→ **TASK DETAILS**
Each entry that follows should be written again verbatim.

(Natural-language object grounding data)

┄┄┄┄┄┄┄┄┄┄

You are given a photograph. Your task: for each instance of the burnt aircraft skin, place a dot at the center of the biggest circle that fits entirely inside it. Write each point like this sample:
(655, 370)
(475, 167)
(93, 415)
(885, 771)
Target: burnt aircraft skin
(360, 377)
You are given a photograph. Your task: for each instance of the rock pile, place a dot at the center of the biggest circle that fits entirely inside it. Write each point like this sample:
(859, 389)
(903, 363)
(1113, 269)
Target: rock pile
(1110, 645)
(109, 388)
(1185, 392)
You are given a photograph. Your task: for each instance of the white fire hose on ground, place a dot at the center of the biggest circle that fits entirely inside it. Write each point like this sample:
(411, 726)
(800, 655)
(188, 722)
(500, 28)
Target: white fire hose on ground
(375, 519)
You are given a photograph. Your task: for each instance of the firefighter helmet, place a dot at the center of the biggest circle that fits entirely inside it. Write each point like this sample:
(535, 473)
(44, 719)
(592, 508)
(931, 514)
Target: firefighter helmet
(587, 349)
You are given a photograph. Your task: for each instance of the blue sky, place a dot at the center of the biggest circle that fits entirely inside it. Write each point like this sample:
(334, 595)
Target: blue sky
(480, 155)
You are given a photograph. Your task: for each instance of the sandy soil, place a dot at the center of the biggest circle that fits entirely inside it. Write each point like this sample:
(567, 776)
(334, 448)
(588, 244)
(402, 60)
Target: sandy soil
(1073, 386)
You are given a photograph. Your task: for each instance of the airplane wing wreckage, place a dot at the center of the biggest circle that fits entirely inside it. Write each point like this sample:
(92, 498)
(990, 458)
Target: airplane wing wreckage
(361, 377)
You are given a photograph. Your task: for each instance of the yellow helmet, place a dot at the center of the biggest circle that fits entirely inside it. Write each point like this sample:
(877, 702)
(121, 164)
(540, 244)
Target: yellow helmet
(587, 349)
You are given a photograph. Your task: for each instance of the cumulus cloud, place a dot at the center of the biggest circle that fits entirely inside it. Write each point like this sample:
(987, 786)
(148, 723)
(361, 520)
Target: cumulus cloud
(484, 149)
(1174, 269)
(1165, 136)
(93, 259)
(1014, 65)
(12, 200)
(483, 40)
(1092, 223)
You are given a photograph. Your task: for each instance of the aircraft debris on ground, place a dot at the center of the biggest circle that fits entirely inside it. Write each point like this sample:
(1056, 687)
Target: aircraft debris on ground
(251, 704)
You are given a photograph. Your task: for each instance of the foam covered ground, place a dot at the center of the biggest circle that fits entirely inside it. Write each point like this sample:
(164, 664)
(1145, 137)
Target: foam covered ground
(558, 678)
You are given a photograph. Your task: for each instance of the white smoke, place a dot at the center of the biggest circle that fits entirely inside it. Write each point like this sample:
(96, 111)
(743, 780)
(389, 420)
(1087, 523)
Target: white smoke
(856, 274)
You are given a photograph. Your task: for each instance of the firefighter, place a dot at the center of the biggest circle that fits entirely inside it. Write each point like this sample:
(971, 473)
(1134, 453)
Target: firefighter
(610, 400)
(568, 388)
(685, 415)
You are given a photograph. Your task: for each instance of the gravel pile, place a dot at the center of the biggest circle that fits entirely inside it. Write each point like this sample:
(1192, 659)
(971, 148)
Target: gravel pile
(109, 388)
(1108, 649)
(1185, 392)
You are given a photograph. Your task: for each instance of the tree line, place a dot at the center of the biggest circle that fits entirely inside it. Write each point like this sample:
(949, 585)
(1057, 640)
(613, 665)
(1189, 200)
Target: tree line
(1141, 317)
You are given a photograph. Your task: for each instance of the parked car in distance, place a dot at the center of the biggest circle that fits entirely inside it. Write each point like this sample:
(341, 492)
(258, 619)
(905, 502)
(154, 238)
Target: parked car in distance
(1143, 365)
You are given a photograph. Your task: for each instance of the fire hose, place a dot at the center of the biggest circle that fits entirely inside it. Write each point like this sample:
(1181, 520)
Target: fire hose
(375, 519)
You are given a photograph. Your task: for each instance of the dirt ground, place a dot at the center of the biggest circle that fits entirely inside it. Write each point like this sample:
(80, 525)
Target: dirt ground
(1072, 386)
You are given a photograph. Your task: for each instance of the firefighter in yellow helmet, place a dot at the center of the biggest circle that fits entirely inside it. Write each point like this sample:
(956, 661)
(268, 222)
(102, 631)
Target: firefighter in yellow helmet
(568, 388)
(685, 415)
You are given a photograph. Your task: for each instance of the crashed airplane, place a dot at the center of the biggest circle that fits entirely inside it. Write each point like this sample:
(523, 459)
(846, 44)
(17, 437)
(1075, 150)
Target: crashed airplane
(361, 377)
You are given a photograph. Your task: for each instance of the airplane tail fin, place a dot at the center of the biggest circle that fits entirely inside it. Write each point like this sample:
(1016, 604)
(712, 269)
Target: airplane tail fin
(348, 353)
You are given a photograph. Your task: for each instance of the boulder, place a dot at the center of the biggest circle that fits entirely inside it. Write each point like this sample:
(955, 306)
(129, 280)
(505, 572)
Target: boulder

┄┄┄┄┄┄┄┄┄┄

→ **REPLY TO THE TASK**
You are given a photograph. Your task: for each instance of the burnt aircraft skin, place a dot at the center of the biggest circle that fits entirely inside it. Write each point like this sample:
(655, 370)
(475, 167)
(93, 415)
(885, 771)
Target: burnt aircraft skin
(360, 377)
You are given a photograph. Your task: for each instance of the rock pile, place a dot at the center of the biggest circle that fits entirely inside it. Write each point like this sample:
(859, 389)
(903, 363)
(1113, 269)
Target: rock pile
(1110, 645)
(109, 388)
(1185, 392)
You are given a photograph. Your task: for each instance of the white fire hose on ground, place a dot at the center of the biggest circle that fits entirely inside it. Write each point like this sample:
(411, 726)
(800, 655)
(188, 722)
(500, 28)
Target: white fire hose on ground
(375, 519)
You are given a photograph. Your task: for each instance of the firefighter helmet, place a dot at the center of the biggest circle that fits entirely inside it. Write each point like this sample:
(535, 473)
(44, 719)
(592, 508)
(931, 514)
Target: firefighter helmet
(587, 349)
You are given a photograph. Your task: for each instance of the blue sky, place a dot at the center of the biggest circle that fits entirely inside it. Write each point like this sample:
(334, 595)
Target: blue sky
(480, 155)
You are given a photograph. Your task: for each instance of the sandy soil, place a dot at the center of the biggest circle that fits entirely inside it. Write each point like this sample:
(567, 776)
(334, 448)
(588, 244)
(402, 60)
Target: sandy soil
(1073, 386)
You are given a photograph. Your task: for each instance of the airplane wing wreckage, place a dot at the center of the biggest circle that fits entirely inside it. Write each point like this sample:
(92, 498)
(990, 458)
Target: airplane wing wreckage
(361, 377)
You are given a photograph. Your task: for each instance of the yellow helmet, place a dot at the center of the biggest circle that fits entirely inside it. Write each point like this sample:
(877, 702)
(121, 164)
(540, 244)
Target: yellow helmet
(587, 349)
You are given a photograph. Your task: for each instance of the cumulus cloud, place a dot at the center of the biggest circle that fits entirely inside it. Write each point like this sample:
(987, 786)
(148, 723)
(361, 520)
Target: cumulus cloud
(484, 149)
(1174, 269)
(1165, 136)
(93, 259)
(1014, 65)
(12, 200)
(483, 40)
(1092, 223)
You are given a photograph. Your task: for each instance of the aircraft debris on ground, place a dot at the center of the biggest circle that fits entirely inside it. Write each point like this sample:
(1056, 687)
Target: aircraft debris on ground
(251, 704)
You are given a photograph. Your task: for each instance of the foam covered ground, place a dot at the center of the biggest circle that fits entirely inside it. Write each point like this sample:
(164, 664)
(1145, 137)
Target: foam covered ground
(558, 678)
You are given a photograph. Your task: for each instance of the white smoke, place a dot at the center of the biggest circle that fits entirely inside it. Write each point like this sample:
(96, 111)
(743, 780)
(389, 420)
(1087, 523)
Target: white smoke
(856, 274)
You are given a photograph. Your task: for each instance of the firefighter, place a dot at the center of the biggest circle that fits entirely inside it. Write each point like this sample:
(971, 473)
(1134, 453)
Target: firefighter
(610, 400)
(568, 388)
(685, 415)
You are given a photograph. Your task: for each instance of the gravel pile, place a dot at the center of the biggest circle that fits entirely inside it. Write each point like this sample:
(1192, 659)
(971, 148)
Target: gravel pile
(109, 388)
(1108, 649)
(1185, 392)
You are given a photograph. Your task: for each instance of the tree line, place a dot at the center of the biggest circle that fits entirely inside it. Write each point like this sample:
(949, 585)
(1057, 640)
(613, 665)
(1189, 200)
Target: tree line
(1141, 317)
You are given a photograph. Your task: for each instance of the parked car in distance, place a dot at the center of the biggest circle that fits entirely inside it. Write each point like this sample:
(341, 492)
(258, 619)
(905, 502)
(154, 238)
Target: parked car in distance
(1143, 365)
You are given a photograph. Your task: for each instance of the fire hose, place a dot at the center of the biggest circle that fits entirely inside it. Write each point like this sample:
(1181, 520)
Target: fire hose
(375, 519)
You are given a photograph. Your task: for each instance of the dirt ground, place a dot at the center of the biggest circle that fits entirely inside it. Write each point like this sample:
(80, 525)
Target: dirt ground
(1072, 386)
You are given a photograph. Your task: for each instance of the firefighter in yellow helmet, place a dot at the center of the biggest circle that fits entirely inside it. Write each point like this sample:
(956, 661)
(268, 222)
(102, 631)
Target: firefighter in yellow helmet
(568, 388)
(685, 415)
You are given a photograph. Your task: for each instance of the crashed airplane, place a dot at the center of the biggest circle that fits entirely inside it. Write each point like this sample:
(523, 459)
(846, 44)
(17, 437)
(1075, 150)
Target: crashed airplane
(361, 377)
You are given a photograph. Your task: for each instance of the airplane tail fin, place a dot at the center of the biggest circle that fits entirely inside it. Write each point like this sample:
(1016, 604)
(712, 269)
Target: airplane tail fin
(348, 353)
You are given a photograph. Your task: for each instance of the boulder, place a dot at the center of the biggest circle that fits entirely inside it. Write each point like this sample:
(955, 306)
(129, 280)
(505, 572)
Target: boulder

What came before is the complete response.